Your task.
Return each line exactly, from the one that has "Where can you spot the man" through the end of the entries, both ends included. Pictures do not belong.

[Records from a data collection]
┌────────
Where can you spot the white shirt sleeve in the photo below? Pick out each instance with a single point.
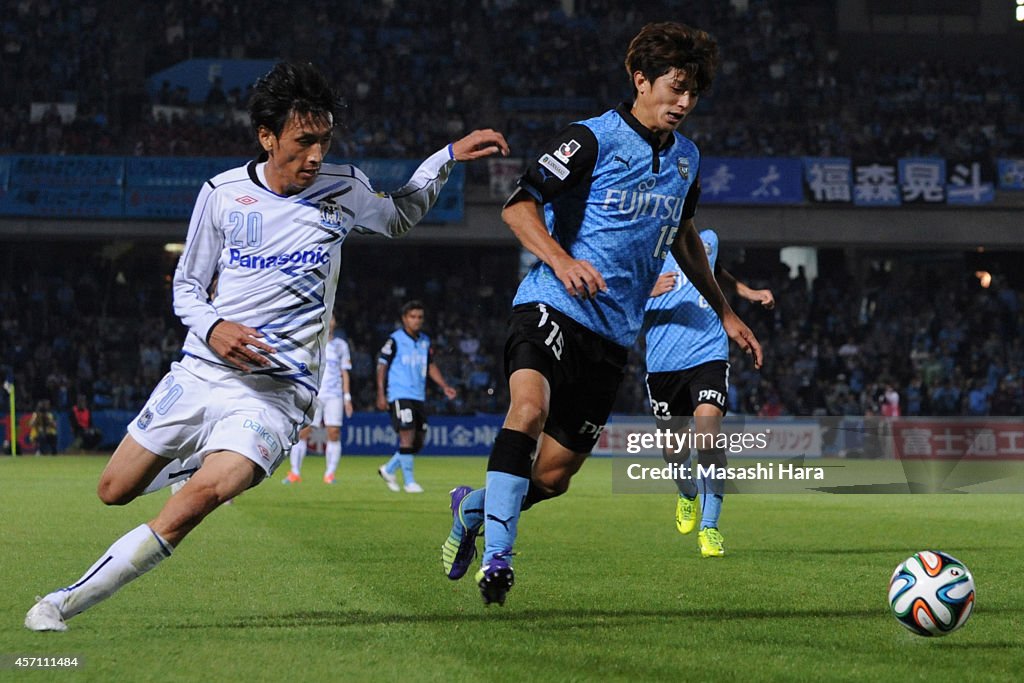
(198, 266)
(394, 213)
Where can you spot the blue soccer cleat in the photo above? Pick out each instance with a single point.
(460, 548)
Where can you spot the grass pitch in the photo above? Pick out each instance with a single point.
(343, 583)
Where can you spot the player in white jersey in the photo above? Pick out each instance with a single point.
(334, 400)
(270, 232)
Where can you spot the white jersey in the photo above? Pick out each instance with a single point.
(336, 358)
(271, 262)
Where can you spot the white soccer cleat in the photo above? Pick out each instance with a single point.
(389, 479)
(44, 616)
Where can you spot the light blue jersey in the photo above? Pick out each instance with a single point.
(682, 331)
(611, 198)
(408, 359)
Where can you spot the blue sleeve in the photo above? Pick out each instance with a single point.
(387, 352)
(568, 160)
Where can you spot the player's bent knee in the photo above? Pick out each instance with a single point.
(527, 416)
(553, 483)
(111, 493)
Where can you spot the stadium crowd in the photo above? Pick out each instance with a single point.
(101, 326)
(409, 89)
(945, 346)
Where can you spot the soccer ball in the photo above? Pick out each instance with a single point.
(931, 593)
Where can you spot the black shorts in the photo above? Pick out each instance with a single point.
(677, 393)
(583, 368)
(408, 414)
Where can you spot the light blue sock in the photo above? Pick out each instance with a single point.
(687, 485)
(406, 460)
(712, 493)
(501, 517)
(472, 509)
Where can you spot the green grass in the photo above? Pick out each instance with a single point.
(317, 583)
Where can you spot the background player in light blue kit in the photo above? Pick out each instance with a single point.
(402, 368)
(601, 210)
(688, 374)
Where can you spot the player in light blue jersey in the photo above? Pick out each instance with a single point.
(269, 232)
(402, 368)
(601, 209)
(334, 402)
(688, 375)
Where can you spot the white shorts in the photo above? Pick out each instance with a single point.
(330, 412)
(200, 408)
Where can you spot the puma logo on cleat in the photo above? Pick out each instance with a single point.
(503, 522)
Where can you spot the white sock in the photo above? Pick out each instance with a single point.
(175, 471)
(298, 455)
(132, 555)
(333, 453)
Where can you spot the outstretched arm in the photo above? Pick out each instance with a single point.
(729, 283)
(665, 284)
(394, 213)
(435, 375)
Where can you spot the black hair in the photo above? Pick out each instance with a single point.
(289, 88)
(415, 304)
(660, 47)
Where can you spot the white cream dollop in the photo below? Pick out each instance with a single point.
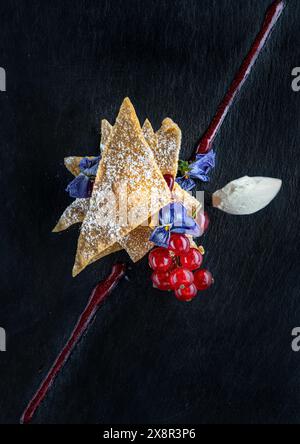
(246, 195)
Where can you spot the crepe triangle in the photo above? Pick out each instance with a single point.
(127, 160)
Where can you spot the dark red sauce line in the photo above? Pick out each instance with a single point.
(98, 295)
(270, 21)
(105, 287)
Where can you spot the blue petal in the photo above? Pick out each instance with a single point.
(166, 215)
(89, 166)
(161, 237)
(79, 187)
(203, 164)
(186, 184)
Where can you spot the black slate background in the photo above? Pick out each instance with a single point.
(226, 357)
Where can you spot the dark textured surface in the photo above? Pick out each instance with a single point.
(148, 358)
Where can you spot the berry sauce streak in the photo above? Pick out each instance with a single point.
(98, 295)
(270, 21)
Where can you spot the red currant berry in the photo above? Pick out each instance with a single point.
(161, 280)
(160, 259)
(170, 181)
(192, 259)
(181, 277)
(187, 293)
(179, 243)
(203, 279)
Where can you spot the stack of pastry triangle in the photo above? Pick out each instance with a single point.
(137, 157)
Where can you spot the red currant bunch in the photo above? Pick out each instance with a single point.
(177, 268)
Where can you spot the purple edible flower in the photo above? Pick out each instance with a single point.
(81, 186)
(173, 219)
(199, 169)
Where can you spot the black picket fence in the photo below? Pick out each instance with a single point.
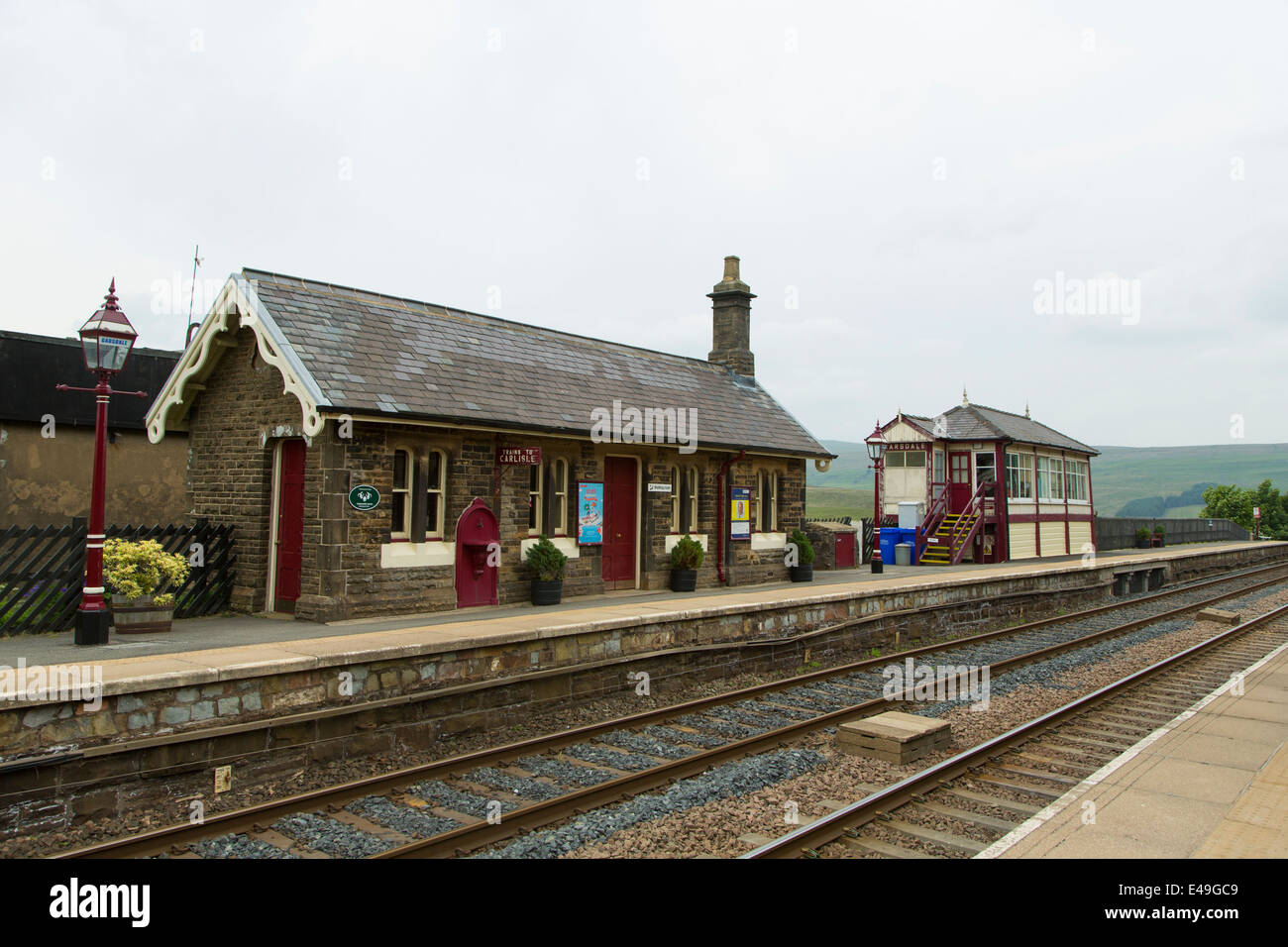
(43, 571)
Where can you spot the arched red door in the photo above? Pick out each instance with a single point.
(477, 558)
(290, 527)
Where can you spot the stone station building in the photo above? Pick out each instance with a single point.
(473, 431)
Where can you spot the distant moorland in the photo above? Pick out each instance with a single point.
(1126, 480)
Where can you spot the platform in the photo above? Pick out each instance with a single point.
(231, 669)
(1212, 785)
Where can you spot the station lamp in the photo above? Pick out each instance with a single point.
(107, 339)
(876, 444)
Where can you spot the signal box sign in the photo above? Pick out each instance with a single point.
(518, 457)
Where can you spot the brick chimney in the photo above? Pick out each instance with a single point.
(730, 305)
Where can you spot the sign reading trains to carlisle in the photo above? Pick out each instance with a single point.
(739, 513)
(590, 514)
(518, 457)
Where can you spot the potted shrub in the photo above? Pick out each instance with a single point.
(133, 573)
(548, 565)
(686, 562)
(803, 573)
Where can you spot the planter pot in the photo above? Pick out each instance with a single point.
(546, 592)
(684, 579)
(140, 616)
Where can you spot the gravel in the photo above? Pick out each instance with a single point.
(715, 827)
(734, 731)
(732, 780)
(239, 847)
(532, 722)
(601, 757)
(565, 772)
(402, 818)
(329, 835)
(450, 797)
(640, 744)
(519, 787)
(684, 737)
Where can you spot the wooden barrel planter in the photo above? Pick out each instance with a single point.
(546, 592)
(684, 579)
(140, 616)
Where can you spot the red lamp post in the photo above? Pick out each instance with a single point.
(107, 339)
(876, 451)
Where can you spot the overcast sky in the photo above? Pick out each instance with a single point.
(898, 179)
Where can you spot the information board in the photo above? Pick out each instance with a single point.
(739, 513)
(590, 514)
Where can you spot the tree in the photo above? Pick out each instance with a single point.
(1231, 502)
(1236, 504)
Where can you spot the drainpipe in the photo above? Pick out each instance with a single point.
(720, 506)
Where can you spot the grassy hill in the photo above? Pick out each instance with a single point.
(1119, 475)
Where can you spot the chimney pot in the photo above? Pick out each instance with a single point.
(730, 304)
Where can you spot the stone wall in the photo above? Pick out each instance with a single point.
(291, 707)
(46, 480)
(232, 429)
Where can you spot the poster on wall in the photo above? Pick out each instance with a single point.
(739, 513)
(590, 514)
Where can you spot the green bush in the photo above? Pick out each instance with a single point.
(804, 549)
(136, 570)
(545, 561)
(687, 554)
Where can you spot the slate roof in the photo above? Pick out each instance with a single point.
(373, 354)
(980, 423)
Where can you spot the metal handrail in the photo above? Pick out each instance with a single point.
(934, 517)
(973, 518)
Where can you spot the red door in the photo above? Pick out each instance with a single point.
(290, 527)
(476, 565)
(958, 480)
(845, 551)
(618, 523)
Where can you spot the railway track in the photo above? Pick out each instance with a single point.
(961, 806)
(463, 804)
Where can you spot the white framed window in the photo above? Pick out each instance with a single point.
(677, 499)
(1050, 478)
(559, 496)
(986, 468)
(434, 483)
(1019, 475)
(767, 493)
(399, 526)
(1076, 479)
(535, 499)
(690, 508)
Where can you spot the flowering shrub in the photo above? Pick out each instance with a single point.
(136, 570)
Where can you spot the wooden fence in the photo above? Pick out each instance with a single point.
(43, 571)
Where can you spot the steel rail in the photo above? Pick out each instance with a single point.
(807, 839)
(529, 817)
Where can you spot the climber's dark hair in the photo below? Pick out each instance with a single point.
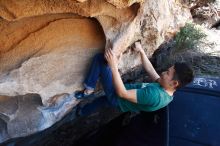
(183, 74)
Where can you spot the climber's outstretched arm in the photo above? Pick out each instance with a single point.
(121, 91)
(146, 62)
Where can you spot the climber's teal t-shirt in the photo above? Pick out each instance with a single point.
(150, 97)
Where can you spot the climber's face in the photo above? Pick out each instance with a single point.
(167, 78)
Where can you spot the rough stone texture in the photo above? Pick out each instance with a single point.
(46, 46)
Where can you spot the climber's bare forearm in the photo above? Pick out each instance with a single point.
(148, 66)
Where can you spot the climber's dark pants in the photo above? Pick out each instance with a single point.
(100, 69)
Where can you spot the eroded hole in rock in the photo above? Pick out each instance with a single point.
(47, 55)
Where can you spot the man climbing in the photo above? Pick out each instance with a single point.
(139, 96)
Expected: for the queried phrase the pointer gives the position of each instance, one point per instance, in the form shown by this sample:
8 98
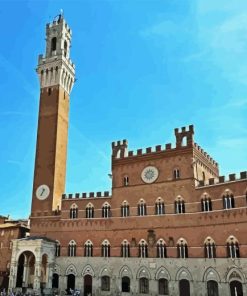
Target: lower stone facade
197 271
└────────
Exercise output.
Where can you spot the man climbing in the photo above? Pick out each instance with a single point.
(139, 96)
Expected: for the queried phrase the pointer gives the position of each instance, one point per instance, in the form shown by this sample:
8 98
Target: lower stone facade
197 271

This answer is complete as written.